* _Set of tasks_
**1)** Reproduce word for word the passage of the thesis supervision text starting at "A selection of" and ending at "interesting thesis ideas.".
**2)** Resume the text on thesis supervision and topics from the point where it stops.
==== Document section ====
For students interested in a thesis, we offer interesting topics and a close, continuous supervision during the entire thesis time. Every thesis is supervised by at least one member of our team, who can give advice and help in critical situations. The condensed results of our best master theses have been published at top scientifc venues, such as VLDB, CIKM, EDBT, etc.

A selection of open thesis topics can be found on this page. We also encourage interested students to suggest own ideas in the context of our research areas and to contact individual members of the group directly. An ideal thesis topic is connected in some form to the research projects of a group member. That group member will then become a supervisor for the thesis. Hence, taking a look at the personal pages and our current projects is a good starter for a thesis project. Recent publications on conferences, such as VLDB or SIGMOD , or open research challenges on, for example, Kaggle are good resources for finding interesting thesis ideas.

Organizational information

  • Exposé : Before starting a thesis, Master students have to write a 2-5 pages long exposé. The exposé is a description of the planned project and includes a motivation for the topic, a literature review on related work, a draft of the research/project idea, and a plan for the final evaluation. Please consider our template with initial instructions when starting your exposé. The exposé can be created in the context of the "Selbstständiges wissenschaftliches Arbeiten" module.
==== Records provided ====
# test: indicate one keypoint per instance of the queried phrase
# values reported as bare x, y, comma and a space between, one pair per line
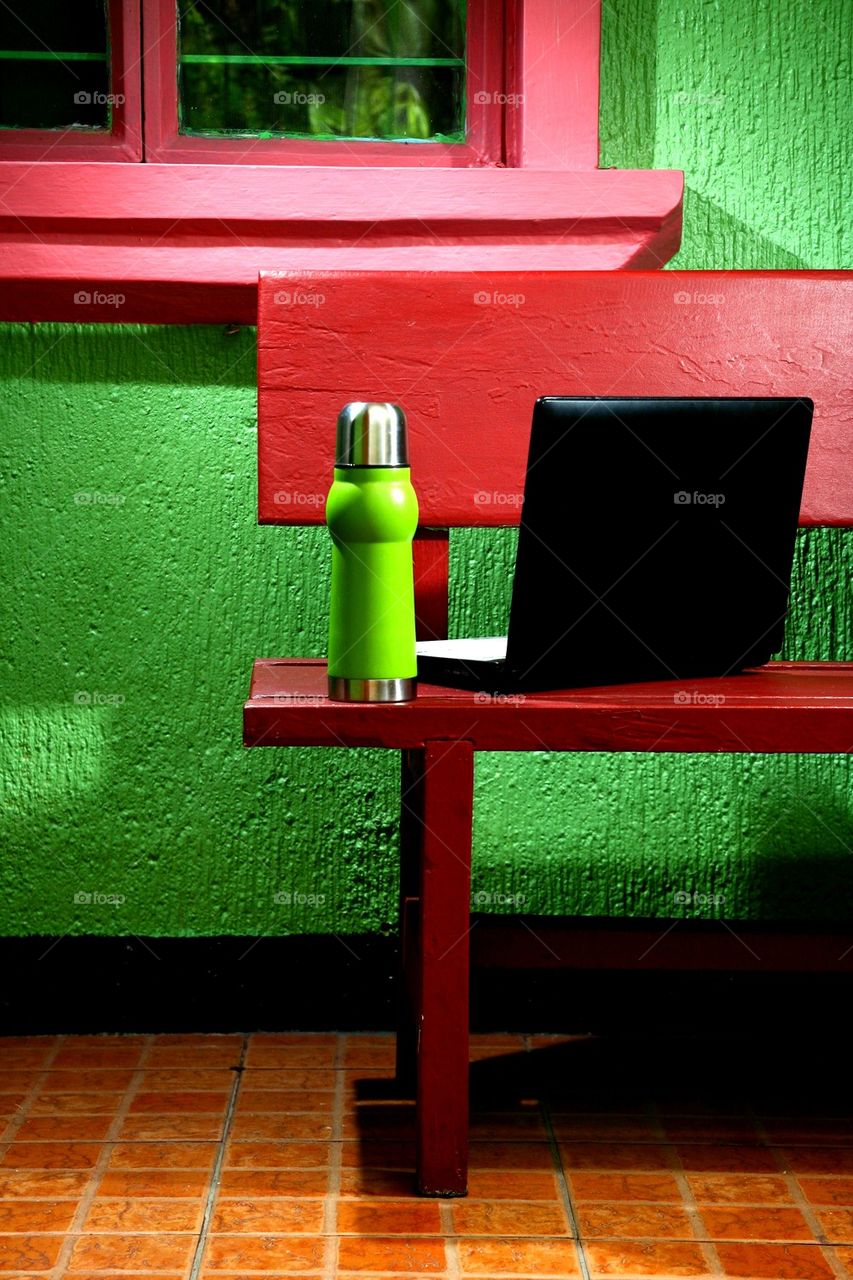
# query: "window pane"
54, 67
327, 68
====
* _Set of answers_
**1)**
A selection of open thesis topics can be found on this page. We also encourage interested students to suggest own ideas in the context of our research areas and to contact individual members of the group directly. An ideal thesis topic is connected in some form to the research projects of a group member. That group member will then become a supervisor for the thesis. Hence, taking a look at the personal pages and our current projects is a good starter for a thesis project. Recent publications on conferences, such as VLDB or SIGMOD , or open research challenges on, for example, Kaggle are good resources for finding interesting thesis ideas.

**2)**
  • Timetable : Once the thesis project is started, it must be finished within six months for Master and four months for Bachelor theses. Only special events, such as times of sickness, can extend this period. If you are working on a regular job or if you need to take further courses during your thesis time, the thesis time can be extended as well. A thesis can be started at any time, which is in alignment with semester times but also asynchronous to semester times.
  • Presentations : The work on a Master thesis requires students to give at least two talks. A mid-term talk serves to get some additional feedback from a larger audience and to practice the final thesis defense; this talk is not graded. The final talk is a proper defense of the thesis and the final results; this talk is graded as one part of the academic performance.

Hints for the thesis

  • Length : A typical thesis is 30-60 pages (Bachelor) and 40-90 pages (Master) long.
  • Language : A thesis can be written in German or English. We recommend English, though.
  • Format : We highly recommend writing a thesis in LaTeX, as in this way many structural defects can easily be avoided.
  • Tips for writing a thesis
  • Tips for writing a paper (short)
  • Tips for writing a paper (long)

Bachelor and Master Theses

  • We aim to translate the batch processing-based Sindy algorithms for the discovery of inclusion dependencies with Akka into a reactive, more efficient data profiling approach.
  • We aim to translate the Many algorithm for inclusion dependency discovery on Web Tables into a partializing IND discovery algorithm that is better suited for data integration scenarios.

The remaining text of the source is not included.